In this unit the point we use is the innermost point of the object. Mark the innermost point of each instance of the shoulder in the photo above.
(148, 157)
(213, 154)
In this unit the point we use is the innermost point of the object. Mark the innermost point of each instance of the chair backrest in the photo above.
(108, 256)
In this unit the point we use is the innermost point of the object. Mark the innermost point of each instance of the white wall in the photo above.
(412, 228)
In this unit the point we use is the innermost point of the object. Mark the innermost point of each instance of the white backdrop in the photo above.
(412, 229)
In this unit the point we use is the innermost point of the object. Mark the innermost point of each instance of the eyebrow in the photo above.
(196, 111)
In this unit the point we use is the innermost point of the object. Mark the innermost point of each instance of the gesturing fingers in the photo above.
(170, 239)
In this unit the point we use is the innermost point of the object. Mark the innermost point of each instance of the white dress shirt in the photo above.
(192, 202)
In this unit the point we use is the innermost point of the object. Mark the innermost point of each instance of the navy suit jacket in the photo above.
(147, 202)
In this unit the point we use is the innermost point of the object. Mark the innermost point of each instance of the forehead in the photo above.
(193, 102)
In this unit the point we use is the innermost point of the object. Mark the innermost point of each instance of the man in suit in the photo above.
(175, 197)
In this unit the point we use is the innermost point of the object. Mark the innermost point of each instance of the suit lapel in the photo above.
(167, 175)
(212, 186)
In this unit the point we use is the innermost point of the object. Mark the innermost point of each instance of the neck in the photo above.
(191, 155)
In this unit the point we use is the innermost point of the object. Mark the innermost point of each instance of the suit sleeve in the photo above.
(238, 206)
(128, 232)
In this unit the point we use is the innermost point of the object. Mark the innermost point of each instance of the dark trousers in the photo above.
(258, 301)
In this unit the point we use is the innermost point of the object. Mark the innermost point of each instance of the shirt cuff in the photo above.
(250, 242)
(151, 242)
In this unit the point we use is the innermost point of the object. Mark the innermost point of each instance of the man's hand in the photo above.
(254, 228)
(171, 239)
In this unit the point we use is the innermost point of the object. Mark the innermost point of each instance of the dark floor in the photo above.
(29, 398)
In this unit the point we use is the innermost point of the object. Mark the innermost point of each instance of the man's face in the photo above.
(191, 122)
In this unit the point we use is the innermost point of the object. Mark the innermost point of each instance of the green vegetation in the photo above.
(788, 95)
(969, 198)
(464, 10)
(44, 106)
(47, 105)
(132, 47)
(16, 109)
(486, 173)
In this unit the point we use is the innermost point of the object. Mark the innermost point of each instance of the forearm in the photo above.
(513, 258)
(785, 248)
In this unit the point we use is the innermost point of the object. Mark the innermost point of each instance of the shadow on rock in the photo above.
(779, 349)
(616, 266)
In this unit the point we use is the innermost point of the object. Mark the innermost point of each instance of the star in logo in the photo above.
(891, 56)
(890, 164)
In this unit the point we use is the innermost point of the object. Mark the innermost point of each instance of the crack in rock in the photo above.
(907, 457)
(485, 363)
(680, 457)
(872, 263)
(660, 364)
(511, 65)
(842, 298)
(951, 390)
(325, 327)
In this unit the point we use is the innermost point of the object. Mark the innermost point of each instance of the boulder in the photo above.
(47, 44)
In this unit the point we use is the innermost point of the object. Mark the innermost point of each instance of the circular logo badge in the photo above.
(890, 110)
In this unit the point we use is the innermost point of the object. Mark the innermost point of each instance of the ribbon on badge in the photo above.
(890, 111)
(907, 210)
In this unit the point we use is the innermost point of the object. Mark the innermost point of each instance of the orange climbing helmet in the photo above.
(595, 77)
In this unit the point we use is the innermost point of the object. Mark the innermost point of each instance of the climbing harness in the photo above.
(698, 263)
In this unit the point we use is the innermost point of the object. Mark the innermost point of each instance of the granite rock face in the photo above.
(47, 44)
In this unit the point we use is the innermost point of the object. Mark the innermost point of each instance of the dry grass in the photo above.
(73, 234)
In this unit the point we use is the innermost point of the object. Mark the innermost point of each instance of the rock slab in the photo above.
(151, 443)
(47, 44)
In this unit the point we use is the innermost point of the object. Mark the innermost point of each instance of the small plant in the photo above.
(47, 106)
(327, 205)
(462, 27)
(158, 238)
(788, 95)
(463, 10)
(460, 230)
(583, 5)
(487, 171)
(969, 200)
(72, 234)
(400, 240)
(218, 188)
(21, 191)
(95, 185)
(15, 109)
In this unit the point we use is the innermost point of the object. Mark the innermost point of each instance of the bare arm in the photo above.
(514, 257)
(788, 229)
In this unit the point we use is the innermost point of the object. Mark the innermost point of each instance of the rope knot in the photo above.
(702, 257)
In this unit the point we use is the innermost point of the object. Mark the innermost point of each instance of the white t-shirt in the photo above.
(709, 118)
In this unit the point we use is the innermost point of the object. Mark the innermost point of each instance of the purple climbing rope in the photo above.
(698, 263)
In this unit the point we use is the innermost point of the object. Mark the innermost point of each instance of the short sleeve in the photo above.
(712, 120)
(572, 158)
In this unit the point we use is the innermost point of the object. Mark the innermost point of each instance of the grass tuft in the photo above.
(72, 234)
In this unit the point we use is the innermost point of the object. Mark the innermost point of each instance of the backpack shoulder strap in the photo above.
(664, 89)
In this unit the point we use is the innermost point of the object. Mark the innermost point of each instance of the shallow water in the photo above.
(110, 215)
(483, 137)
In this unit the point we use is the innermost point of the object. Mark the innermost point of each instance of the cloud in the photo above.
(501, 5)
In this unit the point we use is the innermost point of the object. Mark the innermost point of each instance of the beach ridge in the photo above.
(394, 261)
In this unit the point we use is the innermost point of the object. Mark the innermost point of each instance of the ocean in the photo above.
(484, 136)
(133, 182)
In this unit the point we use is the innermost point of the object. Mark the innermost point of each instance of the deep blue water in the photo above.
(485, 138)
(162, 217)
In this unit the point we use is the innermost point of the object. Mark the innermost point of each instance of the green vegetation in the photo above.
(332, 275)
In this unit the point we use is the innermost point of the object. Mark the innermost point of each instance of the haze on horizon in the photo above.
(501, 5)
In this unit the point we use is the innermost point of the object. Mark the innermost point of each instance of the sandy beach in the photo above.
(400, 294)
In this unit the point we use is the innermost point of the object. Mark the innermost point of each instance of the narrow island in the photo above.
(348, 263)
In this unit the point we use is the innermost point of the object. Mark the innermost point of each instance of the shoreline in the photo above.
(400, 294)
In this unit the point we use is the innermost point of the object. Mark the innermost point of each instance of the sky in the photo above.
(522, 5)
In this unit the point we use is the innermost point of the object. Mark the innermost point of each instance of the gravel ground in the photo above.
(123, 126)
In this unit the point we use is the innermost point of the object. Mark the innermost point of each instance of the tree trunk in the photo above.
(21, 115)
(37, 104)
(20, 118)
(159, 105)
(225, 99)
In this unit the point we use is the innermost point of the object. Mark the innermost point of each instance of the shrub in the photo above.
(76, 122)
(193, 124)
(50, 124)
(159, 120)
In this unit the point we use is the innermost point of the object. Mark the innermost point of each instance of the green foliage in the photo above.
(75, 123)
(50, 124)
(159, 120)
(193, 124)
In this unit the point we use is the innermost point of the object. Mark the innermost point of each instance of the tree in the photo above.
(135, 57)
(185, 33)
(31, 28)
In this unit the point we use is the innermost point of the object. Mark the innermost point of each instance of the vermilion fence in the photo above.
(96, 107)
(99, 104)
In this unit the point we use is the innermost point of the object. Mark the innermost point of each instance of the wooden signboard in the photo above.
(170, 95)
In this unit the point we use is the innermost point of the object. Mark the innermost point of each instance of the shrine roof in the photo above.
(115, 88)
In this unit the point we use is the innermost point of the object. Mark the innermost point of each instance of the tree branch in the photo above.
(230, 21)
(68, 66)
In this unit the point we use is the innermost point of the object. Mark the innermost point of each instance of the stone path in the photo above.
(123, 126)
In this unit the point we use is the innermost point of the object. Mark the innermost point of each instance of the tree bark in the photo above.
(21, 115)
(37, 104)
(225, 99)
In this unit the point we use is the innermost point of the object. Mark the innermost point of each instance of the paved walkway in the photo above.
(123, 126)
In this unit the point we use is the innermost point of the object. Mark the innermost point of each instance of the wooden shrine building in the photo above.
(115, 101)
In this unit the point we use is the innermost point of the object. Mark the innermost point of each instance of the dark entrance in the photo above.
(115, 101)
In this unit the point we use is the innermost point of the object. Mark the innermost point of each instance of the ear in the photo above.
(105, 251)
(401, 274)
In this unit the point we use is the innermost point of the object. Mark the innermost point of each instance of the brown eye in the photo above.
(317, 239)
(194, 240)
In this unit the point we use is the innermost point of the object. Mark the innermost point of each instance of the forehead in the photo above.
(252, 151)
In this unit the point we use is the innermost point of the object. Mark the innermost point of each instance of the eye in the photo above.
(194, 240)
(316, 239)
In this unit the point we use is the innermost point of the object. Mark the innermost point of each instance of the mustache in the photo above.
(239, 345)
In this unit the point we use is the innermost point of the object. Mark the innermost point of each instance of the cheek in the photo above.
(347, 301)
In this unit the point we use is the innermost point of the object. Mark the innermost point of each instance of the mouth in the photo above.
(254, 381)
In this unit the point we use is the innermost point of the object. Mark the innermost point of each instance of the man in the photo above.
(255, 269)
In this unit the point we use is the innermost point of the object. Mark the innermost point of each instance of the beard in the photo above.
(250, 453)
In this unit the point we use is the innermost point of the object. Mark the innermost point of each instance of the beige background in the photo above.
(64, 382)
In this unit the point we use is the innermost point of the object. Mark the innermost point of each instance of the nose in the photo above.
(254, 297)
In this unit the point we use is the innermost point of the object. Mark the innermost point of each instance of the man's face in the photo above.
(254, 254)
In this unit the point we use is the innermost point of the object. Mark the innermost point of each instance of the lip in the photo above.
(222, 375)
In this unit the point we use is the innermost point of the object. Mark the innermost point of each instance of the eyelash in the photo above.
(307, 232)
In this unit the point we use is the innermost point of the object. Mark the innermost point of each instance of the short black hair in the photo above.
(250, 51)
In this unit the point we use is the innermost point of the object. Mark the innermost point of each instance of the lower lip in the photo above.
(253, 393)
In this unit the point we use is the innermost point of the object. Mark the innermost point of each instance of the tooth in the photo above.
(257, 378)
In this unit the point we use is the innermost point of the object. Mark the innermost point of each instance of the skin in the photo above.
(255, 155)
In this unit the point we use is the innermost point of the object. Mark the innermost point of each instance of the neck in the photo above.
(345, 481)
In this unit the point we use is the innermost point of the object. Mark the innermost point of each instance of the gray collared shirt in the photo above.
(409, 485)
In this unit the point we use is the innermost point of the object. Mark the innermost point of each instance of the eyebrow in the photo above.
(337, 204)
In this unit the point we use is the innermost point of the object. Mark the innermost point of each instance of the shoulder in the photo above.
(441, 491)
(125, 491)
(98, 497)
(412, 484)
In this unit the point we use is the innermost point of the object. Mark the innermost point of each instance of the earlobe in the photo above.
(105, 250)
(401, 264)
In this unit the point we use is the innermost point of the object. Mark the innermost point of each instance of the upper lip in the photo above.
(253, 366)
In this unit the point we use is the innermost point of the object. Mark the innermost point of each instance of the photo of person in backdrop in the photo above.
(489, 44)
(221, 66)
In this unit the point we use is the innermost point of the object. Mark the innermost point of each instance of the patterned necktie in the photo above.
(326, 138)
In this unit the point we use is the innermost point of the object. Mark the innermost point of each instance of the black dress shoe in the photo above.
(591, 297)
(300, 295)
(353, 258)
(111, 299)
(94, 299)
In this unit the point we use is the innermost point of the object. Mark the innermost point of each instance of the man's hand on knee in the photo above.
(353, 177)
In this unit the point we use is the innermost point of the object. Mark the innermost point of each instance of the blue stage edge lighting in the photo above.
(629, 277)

= = = = = = =

▶ **Exercise**
Nothing but the lines from the one with "upper lip in the photo above." through the end of the data above should be repeated, each exactly as it stands.

▶ **Written solution**
In this unit the point we use is the innermost point of the object. Mark the innermost point of each instance of the upper lip in the photo above.
(253, 366)
In this unit the point we use is the innermost point of the object. Mark the innermost point of each instance of the photo of person in backdrop in the photo above.
(489, 44)
(221, 66)
In this unit the point we use is the innermost point of the object. Mark the innermost point of each instance of the patterned necktie in the photo above.
(326, 138)
In this unit the point we use is the innermost point of the object. Mark the innermost point of each instance of the black dress shoe in the photo above.
(591, 297)
(300, 295)
(353, 258)
(111, 299)
(94, 299)
In this unit the point we use is the innermost point of the object. Mark the innermost point of each instance of the man's hand on knee in the photo above.
(353, 177)
In this unit the point we use is the innermost point of the object. Mark the innermost point of each instance of the blue stage edge lighting in the photo above.
(629, 277)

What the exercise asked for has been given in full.